Entries supplied:
-- Opening Marker --

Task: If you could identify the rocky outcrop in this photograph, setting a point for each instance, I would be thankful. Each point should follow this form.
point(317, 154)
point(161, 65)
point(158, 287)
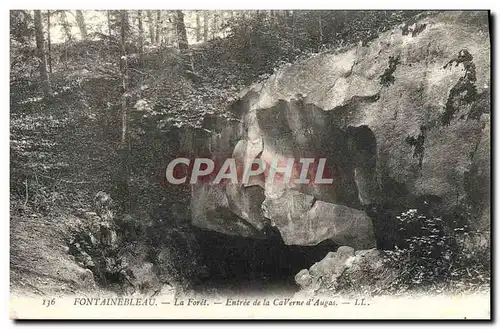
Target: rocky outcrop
point(360, 271)
point(404, 116)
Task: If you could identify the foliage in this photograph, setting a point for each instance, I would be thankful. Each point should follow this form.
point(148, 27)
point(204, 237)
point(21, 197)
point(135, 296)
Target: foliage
point(431, 253)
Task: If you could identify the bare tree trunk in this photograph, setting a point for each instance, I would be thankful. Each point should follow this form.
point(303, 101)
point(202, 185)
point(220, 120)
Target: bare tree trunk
point(151, 27)
point(49, 46)
point(320, 26)
point(65, 26)
point(123, 184)
point(40, 46)
point(181, 30)
point(158, 26)
point(215, 26)
point(80, 20)
point(141, 38)
point(108, 15)
point(198, 26)
point(205, 25)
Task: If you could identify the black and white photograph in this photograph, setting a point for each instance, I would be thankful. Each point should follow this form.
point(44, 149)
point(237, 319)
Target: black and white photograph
point(250, 164)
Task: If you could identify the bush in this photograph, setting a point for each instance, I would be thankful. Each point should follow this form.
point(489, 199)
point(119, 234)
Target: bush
point(430, 253)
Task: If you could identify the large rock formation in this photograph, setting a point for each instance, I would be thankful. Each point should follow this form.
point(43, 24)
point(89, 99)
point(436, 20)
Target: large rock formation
point(404, 116)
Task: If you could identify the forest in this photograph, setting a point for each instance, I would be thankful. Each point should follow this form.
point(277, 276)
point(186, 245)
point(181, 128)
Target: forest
point(102, 100)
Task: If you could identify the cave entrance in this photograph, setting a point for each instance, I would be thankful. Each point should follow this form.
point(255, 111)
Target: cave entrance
point(238, 265)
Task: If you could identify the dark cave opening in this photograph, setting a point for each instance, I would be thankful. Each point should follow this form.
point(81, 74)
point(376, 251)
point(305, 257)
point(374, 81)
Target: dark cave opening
point(252, 265)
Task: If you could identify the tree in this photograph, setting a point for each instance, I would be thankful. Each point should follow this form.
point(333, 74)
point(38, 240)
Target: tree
point(49, 46)
point(151, 26)
point(40, 46)
point(215, 26)
point(205, 25)
point(108, 15)
point(198, 26)
point(141, 38)
point(80, 20)
point(123, 184)
point(158, 27)
point(181, 30)
point(65, 26)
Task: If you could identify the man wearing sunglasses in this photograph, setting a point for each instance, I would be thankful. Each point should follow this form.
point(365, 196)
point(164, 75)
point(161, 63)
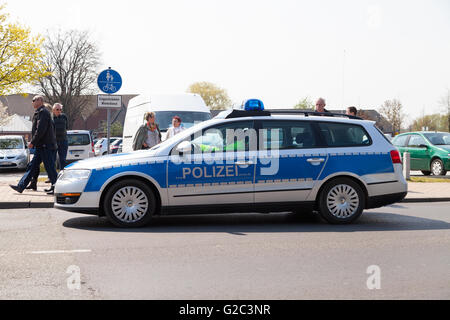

-- Closing Marker --

Task statement: Write out each line again, exactly as it appears above, except for any picture.

Written response:
Task: If you could identify the rocky outcrop in this photograph, setting a point for each instance, I would be thankful. Each point should follow this form.
point(317, 154)
point(161, 65)
point(158, 287)
Target: rocky outcrop
point(360, 271)
point(404, 116)
Task: If you could identify the foliage in this photograph, setting a point for each instance, I would be thankful. Each point should follow this form.
point(148, 27)
point(204, 237)
point(21, 197)
point(135, 296)
Target: foliage
point(431, 253)
Task: If you could identify the bare tree trunk in this photograph, setting a point for each instance, I would be thankful. Each point should follow this form.
point(303, 101)
point(202, 185)
point(220, 120)
Target: bare tree trunk
point(151, 27)
point(49, 46)
point(320, 26)
point(65, 26)
point(123, 184)
point(40, 46)
point(181, 30)
point(158, 26)
point(215, 26)
point(80, 20)
point(141, 38)
point(108, 15)
point(198, 26)
point(205, 25)
Task: If you could identify the black and white photograph in this photograph, setting a point for each instance, I would be thankful. Each point should follow this form.
point(44, 149)
point(237, 319)
Target: black and white photograph
point(250, 164)
Task: If you could identify the bush in this photograph, setting a point for each instance, I would be thankful. Each point should follow this form.
point(489, 199)
point(119, 234)
Target: bush
point(430, 253)
Task: If you could identify the large rock formation in this photograph, setting a point for each instance, I would be thankful. Each point should follow this form.
point(43, 24)
point(89, 99)
point(436, 20)
Target: large rock formation
point(404, 116)
Task: If you could identify the forest in this photograph, setting a point for each instance, I would be thankful. Each point should follow this form.
point(277, 276)
point(186, 245)
point(181, 128)
Target: forest
point(102, 100)
Task: If you could identify the cave entrance in this photograph, setting a point for each instance, I would be thankful. Each point should follow this form.
point(255, 111)
Target: cave entrance
point(238, 265)
Task: If you could identify the dark cave opening in this photograph, setting a point for each instance, I would be thankful. Each point should follow this form.
point(81, 74)
point(376, 251)
point(305, 257)
point(374, 81)
Target: dark cave opening
point(252, 265)
Task: If you could identify the tree in this photograph, setting a point for each instance, I would be thankful. Each point should follow this form.
point(333, 74)
point(38, 240)
Target: tree
point(49, 46)
point(151, 26)
point(40, 46)
point(215, 26)
point(205, 25)
point(108, 15)
point(198, 26)
point(141, 38)
point(80, 20)
point(123, 184)
point(158, 27)
point(181, 30)
point(65, 26)
Task: If you could identify the man wearing sunglasses in this photograph, setting a point for each instance, I would be thankful. Each point should follow this form.
point(365, 196)
point(164, 75)
point(161, 63)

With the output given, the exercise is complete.